* [DEINE AUFGABE]:
Wann und woraus ist Alpha Pet laut dem Text über den Online-Handel mit Tierbedarf entstanden?

* [VORGEGEBENER TEXT]:
━━━━━━━━━━━━━━━━━━━━━━━━━━━━━━

Die Entwicklung von Alpha Pet ist ­typisch für den stark fragmentierten Markt, in dem reine E-Commerce-Start-ups wenig Chancen hatten: Alpha Pet entstand 2016 nach dem Zusammenschluss der Online Shops Pets Premium und ­E-Pets-World, dem Betreiber von Katzen- und Hundeland sowie Leinentausch. ­Beide Unternehmen wurden um 2009 gegründet - zehn Jahre nach dem Start von Zooplus. Der Online-Pionier setzte damals schon mehr als 100 Millionen Euro im Jahr um und zeigte damit Chancen auf, die andere Gründer und Investoren wie ­Rocket Internet oder Pro7 Sat1 anlockten.

Erfolg baut auf Produkte, Prozesse und Positionierung

Doch bis zu 30 Euro Investition pro Neukunde bei Bestellungen für im Schnitt 50 bis 60 Euro überfordern das Budget selbst gut finanzierter Unternehmen. Der Katzenjammer folgte. Ob Canimix, Zoo24, Futtercoach, Hundewunder, Petobel, ob auf ein Tier spezialisiert oder generalistisch aufgestellt: Von dem guten Dutzend Shops für Tierbedarf hat sich nur eine Handvoll im Schatten von Online-Marktführer Zooplus (Jahresumsatz 2016: 908 Millionen Euro), Amazon und der stationären Konkurrenz behauptet. "Vor 2015 konntest du als kleiner oder mittelgroßer Player mit guten Prozessen und den richtigen Produkten erfolgreich sein", begründet Hierling die Fusion von Pets Premium und E-Pets-World. "Heute gewinnen ­Größe und Positionierung an Bedeutung."

━━━━━━━━━━━━━━━━━━━━━━━━━━━━━━

* [DATENSÄTZE]:
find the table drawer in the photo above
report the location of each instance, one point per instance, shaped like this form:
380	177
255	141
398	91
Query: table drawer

━━━━━━━━━━━━━━━━━━━━━━━━━━━━━━

* [LÖSUNG]:
2016, aus dem Zusammenschluss der Online-Shops Pets Premium und E-Pets-World.